PROMPT: Return these lines word for word, without any changes.

********

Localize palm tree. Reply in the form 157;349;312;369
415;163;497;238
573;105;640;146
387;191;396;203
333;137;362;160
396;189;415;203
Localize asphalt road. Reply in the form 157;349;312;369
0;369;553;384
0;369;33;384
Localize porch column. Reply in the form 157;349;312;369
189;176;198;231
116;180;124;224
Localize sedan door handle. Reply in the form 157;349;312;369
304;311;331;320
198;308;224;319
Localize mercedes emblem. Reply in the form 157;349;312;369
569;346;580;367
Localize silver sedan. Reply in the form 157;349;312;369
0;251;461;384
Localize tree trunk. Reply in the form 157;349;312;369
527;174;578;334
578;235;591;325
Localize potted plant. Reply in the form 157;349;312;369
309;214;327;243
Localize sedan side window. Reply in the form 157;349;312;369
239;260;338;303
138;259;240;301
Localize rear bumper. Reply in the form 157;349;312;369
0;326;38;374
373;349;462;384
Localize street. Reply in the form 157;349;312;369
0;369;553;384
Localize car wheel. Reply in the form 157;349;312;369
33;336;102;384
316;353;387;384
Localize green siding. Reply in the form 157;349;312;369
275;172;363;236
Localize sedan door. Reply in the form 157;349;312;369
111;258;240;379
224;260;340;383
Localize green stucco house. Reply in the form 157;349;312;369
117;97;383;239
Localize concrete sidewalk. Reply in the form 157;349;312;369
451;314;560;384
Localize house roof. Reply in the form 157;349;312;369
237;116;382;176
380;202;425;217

********

ANSWER FOR THE TASK:
Localize palm tree. Reply in the form 157;349;312;369
415;163;497;238
573;105;640;146
387;191;396;203
333;137;362;160
396;189;415;203
Localize asphalt road. Reply in the form 157;349;312;369
0;369;553;384
0;369;33;384
Localize porch column. Reply in the form 157;349;312;369
189;176;198;231
116;180;124;224
Localize sedan door handle. Reply in the form 157;349;312;369
304;311;331;320
198;308;224;319
Localize mercedes emblem. Reply in the form 157;349;312;369
569;346;580;367
Localize silver sedan. Reply in the form 157;349;312;369
0;251;461;384
Localize tree trunk. Reply in the form 157;349;312;369
527;174;578;334
578;235;591;325
Localize potted plant. Reply in the form 157;349;312;369
309;214;327;243
Localize sedan side window. Reply in the form 157;349;312;369
239;260;338;303
138;259;240;301
Localize rear bumper. Reply in the form 157;349;312;369
0;326;38;374
373;349;462;384
Localize street. Reply in the form 157;349;312;369
0;369;553;384
Localize car wheel. Reply in the form 157;349;312;369
33;336;102;384
316;353;387;384
Localize green siding. Reply in the form 157;349;312;369
275;172;363;236
Localize sedan door. Reply in the form 157;349;312;369
111;258;240;379
224;260;340;383
Localize green stucco house. Reply in the form 157;349;312;369
117;97;383;239
Localize concrete sidewalk. Reply in the form 157;349;312;369
451;314;560;384
Localize house roof. Reply in the form 157;349;312;369
237;116;382;176
380;202;425;217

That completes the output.